• TASK INSTRUCTIONS
What is needed here is an exact copy of every record below.
EXERCISE MATERIAL: Begin
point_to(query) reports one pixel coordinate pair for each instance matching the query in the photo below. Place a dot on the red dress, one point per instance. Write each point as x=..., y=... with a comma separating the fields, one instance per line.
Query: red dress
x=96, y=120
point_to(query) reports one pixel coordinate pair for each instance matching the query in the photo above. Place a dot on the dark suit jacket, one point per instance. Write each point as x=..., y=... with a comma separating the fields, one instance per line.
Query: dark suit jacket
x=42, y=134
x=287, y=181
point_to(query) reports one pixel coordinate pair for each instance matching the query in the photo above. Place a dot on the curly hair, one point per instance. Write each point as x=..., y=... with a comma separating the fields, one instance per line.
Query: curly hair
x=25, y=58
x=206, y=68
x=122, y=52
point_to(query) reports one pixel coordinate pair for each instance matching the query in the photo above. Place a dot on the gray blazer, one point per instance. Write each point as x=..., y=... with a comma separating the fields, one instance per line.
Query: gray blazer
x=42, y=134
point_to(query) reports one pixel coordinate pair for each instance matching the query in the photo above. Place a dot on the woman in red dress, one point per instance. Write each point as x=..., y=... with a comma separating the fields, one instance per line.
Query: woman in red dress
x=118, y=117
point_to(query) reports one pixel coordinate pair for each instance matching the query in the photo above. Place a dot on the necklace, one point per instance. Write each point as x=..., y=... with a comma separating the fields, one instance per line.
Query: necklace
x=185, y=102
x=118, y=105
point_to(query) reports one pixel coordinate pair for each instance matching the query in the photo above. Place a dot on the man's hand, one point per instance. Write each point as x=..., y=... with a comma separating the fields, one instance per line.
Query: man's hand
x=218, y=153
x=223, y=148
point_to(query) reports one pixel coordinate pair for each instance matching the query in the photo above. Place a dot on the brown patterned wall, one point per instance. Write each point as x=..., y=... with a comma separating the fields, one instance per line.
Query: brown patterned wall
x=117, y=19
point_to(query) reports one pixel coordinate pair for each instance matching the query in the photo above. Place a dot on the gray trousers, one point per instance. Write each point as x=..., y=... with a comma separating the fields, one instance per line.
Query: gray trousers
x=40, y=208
EXERCISE MATERIAL: End
• OUTPUT OF THE TASK
point_to(query) reports one pixel coordinate pair for each instance matching the query in the photo below. Place a dot on the red dress, one point per instance. Write each point as x=..., y=... with a comma separating the fields, one instance per line.
Query: red dress
x=96, y=120
point_to(query) reports one pixel coordinate pair for each instance matching the query in the photo above. Place a dot on the dark suit jacket, one point per instance. Write each point as x=..., y=... with a comma separating the fields, one instance per line.
Query: dark suit jacket
x=42, y=134
x=287, y=181
point_to(query) reports one pixel coordinate pair for each instance matching the query in the photo above. Place a dot on the curly hair, one point per instance. Write each point as x=..., y=... with a comma separating the fields, one instance per line.
Query: curly hair
x=25, y=58
x=206, y=68
x=122, y=52
point_to(query) reports one pixel coordinate pair for each instance matching the query in the photo above. Place a dot on the gray blazer, one point per instance. Write each point as x=..., y=... with a comma separating the fields, one instance per line.
Query: gray blazer
x=42, y=134
point_to(query) reports one pixel coordinate pair for each instance matching the query in the photo above. Place a dot on the woman in red dress, one point per instance. Write each point as x=..., y=... with a comma separating the fields, one instance per line.
Query: woman in red dress
x=118, y=117
point_to(query) reports one pixel coordinate pair for each instance matching the query in the photo above. Place a dot on the necklace, one point per instance. Write each point as x=..., y=... with a comma separating the fields, one instance per line.
Query: necklace
x=185, y=102
x=118, y=105
point_to(query) reports one pixel coordinate pair for each instance matching the query in the photo above. Place a dot on the man's hand, one point per instance. Write each point as x=..., y=... with a comma separating the fields, one instance per line.
Query: man's hand
x=218, y=153
x=223, y=148
point_to(query) reports one pixel coordinate pair for each instance matching the query in the photo above. Place a dot on the brown patterned wall, one point per instance. Write each point as x=..., y=... with a comma separating the fields, one instance per line.
Query: brown patterned wall
x=117, y=19
point_to(query) reports one pixel coordinate pair for each instance matching the query in the photo above. Place a dot on the gray trousers, one point per instance. Write each point as x=..., y=... with a comma separating the fields, one instance per line.
Query: gray trousers
x=40, y=208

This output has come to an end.